%%

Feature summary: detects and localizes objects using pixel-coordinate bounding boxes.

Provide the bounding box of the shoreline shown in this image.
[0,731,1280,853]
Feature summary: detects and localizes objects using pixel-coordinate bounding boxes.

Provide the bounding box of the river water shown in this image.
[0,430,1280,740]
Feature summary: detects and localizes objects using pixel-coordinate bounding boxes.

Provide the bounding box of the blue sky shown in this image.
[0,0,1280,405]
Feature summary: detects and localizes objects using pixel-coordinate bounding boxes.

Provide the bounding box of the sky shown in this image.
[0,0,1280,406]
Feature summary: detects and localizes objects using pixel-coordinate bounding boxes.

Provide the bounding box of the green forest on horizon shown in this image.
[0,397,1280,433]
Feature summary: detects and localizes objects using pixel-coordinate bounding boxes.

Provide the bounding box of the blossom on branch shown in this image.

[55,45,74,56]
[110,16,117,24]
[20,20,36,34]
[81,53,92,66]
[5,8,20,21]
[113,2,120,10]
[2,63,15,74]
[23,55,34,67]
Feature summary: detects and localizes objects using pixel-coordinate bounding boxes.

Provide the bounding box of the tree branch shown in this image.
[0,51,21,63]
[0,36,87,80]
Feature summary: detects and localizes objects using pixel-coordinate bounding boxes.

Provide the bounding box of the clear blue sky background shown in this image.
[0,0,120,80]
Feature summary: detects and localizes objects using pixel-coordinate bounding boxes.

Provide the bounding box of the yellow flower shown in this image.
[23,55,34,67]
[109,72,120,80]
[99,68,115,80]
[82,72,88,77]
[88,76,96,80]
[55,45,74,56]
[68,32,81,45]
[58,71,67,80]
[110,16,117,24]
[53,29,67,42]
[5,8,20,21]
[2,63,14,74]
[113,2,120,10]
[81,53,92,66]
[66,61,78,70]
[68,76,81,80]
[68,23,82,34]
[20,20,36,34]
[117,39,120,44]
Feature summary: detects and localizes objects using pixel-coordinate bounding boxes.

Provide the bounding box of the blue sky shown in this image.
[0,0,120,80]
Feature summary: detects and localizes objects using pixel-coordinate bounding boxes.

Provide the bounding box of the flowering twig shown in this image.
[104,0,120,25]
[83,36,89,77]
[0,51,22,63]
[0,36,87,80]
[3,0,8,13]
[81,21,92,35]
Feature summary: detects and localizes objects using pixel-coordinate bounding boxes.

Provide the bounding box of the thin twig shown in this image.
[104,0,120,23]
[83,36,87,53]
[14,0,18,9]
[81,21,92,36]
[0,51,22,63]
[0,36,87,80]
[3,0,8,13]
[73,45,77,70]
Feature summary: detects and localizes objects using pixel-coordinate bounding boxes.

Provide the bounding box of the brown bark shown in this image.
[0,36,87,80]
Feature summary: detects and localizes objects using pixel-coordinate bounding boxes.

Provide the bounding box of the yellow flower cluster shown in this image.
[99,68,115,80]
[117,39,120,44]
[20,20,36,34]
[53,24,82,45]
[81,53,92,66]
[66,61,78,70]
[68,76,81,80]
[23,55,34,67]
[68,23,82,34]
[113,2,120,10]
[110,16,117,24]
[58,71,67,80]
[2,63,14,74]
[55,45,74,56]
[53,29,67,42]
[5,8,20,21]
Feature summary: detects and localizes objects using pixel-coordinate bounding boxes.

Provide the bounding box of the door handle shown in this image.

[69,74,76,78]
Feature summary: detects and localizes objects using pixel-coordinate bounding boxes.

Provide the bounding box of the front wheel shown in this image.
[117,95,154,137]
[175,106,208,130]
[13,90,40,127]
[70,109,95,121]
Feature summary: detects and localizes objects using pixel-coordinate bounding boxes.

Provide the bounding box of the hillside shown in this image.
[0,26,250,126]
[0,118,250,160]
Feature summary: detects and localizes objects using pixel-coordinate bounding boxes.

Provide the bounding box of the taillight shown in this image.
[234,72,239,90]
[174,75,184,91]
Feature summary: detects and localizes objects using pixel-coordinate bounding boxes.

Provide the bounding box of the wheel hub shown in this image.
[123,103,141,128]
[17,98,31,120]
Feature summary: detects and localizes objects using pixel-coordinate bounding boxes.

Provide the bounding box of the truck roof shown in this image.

%%

[Directive]
Pick out each line in the data above that contains the word "branch".

[Written answer]
Provide the bounding box of the blossom on branch shown in this image.
Provide the bounding box of the tree branch shown in this image.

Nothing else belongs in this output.